**Exercise objective:**
Print the entries below verbatim, leaving out the picture lines.

**Given information:**

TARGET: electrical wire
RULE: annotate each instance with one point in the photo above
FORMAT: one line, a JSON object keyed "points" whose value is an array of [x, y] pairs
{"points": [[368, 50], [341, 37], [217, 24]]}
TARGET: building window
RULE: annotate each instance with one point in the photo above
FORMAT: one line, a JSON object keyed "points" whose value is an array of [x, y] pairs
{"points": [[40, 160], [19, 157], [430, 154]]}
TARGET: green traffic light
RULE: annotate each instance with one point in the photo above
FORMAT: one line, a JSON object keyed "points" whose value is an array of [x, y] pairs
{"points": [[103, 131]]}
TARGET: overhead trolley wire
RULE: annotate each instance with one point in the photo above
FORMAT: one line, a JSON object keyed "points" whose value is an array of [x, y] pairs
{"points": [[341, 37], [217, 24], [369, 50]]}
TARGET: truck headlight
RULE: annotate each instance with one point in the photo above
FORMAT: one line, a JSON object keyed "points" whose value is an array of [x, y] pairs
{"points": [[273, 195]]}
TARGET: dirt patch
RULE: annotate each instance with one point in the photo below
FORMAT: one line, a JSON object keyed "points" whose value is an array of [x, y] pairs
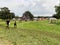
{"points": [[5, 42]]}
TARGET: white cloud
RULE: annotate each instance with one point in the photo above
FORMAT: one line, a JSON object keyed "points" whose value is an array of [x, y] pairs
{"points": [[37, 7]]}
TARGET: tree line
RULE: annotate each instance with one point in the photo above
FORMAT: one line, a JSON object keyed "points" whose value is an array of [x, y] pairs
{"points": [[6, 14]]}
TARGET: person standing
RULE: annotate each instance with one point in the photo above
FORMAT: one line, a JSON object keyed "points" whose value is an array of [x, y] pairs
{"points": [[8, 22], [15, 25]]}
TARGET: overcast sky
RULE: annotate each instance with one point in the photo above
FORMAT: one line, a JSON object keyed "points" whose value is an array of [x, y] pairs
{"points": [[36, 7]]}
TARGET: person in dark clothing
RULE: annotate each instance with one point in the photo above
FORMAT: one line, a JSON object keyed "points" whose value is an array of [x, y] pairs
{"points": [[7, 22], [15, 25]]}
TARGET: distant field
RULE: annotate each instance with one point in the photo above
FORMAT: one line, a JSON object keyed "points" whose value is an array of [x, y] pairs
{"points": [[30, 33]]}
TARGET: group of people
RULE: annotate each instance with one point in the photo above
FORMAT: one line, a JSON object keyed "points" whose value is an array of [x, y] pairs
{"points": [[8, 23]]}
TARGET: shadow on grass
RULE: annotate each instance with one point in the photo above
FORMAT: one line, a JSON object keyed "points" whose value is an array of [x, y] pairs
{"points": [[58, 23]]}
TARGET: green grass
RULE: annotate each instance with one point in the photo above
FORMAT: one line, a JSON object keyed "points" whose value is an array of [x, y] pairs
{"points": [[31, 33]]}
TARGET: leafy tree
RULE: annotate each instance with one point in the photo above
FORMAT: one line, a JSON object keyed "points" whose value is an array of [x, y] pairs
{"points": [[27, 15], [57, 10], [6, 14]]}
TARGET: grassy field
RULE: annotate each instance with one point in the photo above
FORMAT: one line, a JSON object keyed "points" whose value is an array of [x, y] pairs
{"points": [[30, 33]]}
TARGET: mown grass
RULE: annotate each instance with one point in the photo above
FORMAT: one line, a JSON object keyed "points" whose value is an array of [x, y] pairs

**Response to the task:**
TARGET: electrical wire
RULE: annotate each instance with one point in the photo above
FORMAT: one line, a JSON object keyed "points" whose value is an array of [x, y] pairs
{"points": [[368, 50], [341, 37], [217, 24]]}
TARGET: building window
RULE: annotate each instance with one point in the photo above
FORMAT: one line, a JSON object keyed "points" whose value is an array of [x, y] pairs
{"points": [[40, 160], [19, 157], [430, 154]]}
TARGET: green traffic light
RULE: annotate each instance with one point in the photo above
FORMAT: one line, a JSON object keyed "points" whose value is an array of [x, y] pairs
{"points": [[103, 131]]}
TARGET: overhead trolley wire
RULE: annotate each instance with one point in the photo above
FORMAT: one line, a JSON object keyed "points" whose value is an array of [x, y] pairs
{"points": [[341, 37], [217, 24], [369, 50]]}
TARGET: truck headlight
RULE: annotate each instance with one point in the photo above
FORMAT: one line, a JSON object keyed "points" whose value is an array of [x, y] pairs
{"points": [[273, 195]]}
TARGET: dirt patch
RULE: annotate each instance with one point in the photo below
FORMAT: one line, a JSON object keyed "points" whose value is an array of [x, y] pairs
{"points": [[5, 42]]}
TARGET: white cloud
RULE: annotate each instance with one point in the photo above
FORMAT: one line, a JSON object keyed "points" whose value is an array of [x, y] pairs
{"points": [[37, 7]]}
TARGET: tree line
RULE: annotate each instance with one point in the photo above
FORMAT: one line, a JSON object keyed "points" whose value is an array of [x, y] pairs
{"points": [[6, 14]]}
TARGET: person standing
RULE: annotate each instance with one point in the photo above
FORMAT: one line, a JSON object keyed "points" whose value is an array of [x, y] pairs
{"points": [[8, 22], [15, 25]]}
TARGET: overcast sky
RULE: annotate each instance with one point in the photo above
FORMAT: one line, a JSON object keyed "points" whose value is an array of [x, y] pairs
{"points": [[36, 7]]}
TARGET: person in dark clothing
RULE: annotate each instance with one point in the photo above
FORMAT: one line, a JSON object keyed "points" whose value is an array of [x, y] pairs
{"points": [[7, 22], [15, 25]]}
TARGET: distant field
RULE: annotate each instance with one point in the photo above
FORMAT: one line, a JSON object keyed "points" whose value is an array of [x, y] pairs
{"points": [[30, 33]]}
TARGET: group of people
RULE: annotate each instance with one point in the photo above
FORMAT: one line, a JSON object keyed "points" whose value is an array of [x, y] pairs
{"points": [[8, 23]]}
TARGET: shadow on grass
RULE: annotate each instance with one point in the photo above
FORMAT: one line, a JSON object keyed "points" whose value is an array of [x, y] pairs
{"points": [[58, 23]]}
TARGET: green grass
RULE: annotate each instance with one point in the photo above
FORMAT: one line, a JSON object keyed "points" whose value is an array of [x, y] pairs
{"points": [[31, 33]]}
TARGET: leafy tree
RULE: annotate each instance with one point in the photo above
FORMAT: one line, a JSON object keyed "points" whose value is an array of [x, y] pairs
{"points": [[27, 15], [57, 10], [6, 14]]}
TARGET: grassy field
RULE: annotate each instance with one point in the photo above
FORMAT: one line, a JSON object keyed "points" whose value is an array of [x, y] pairs
{"points": [[30, 33]]}
TARGET: mown grass
RULE: annotate each instance with one point in the photo above
FORMAT: one line, a JSON object keyed "points" whose value is an array of [x, y] pairs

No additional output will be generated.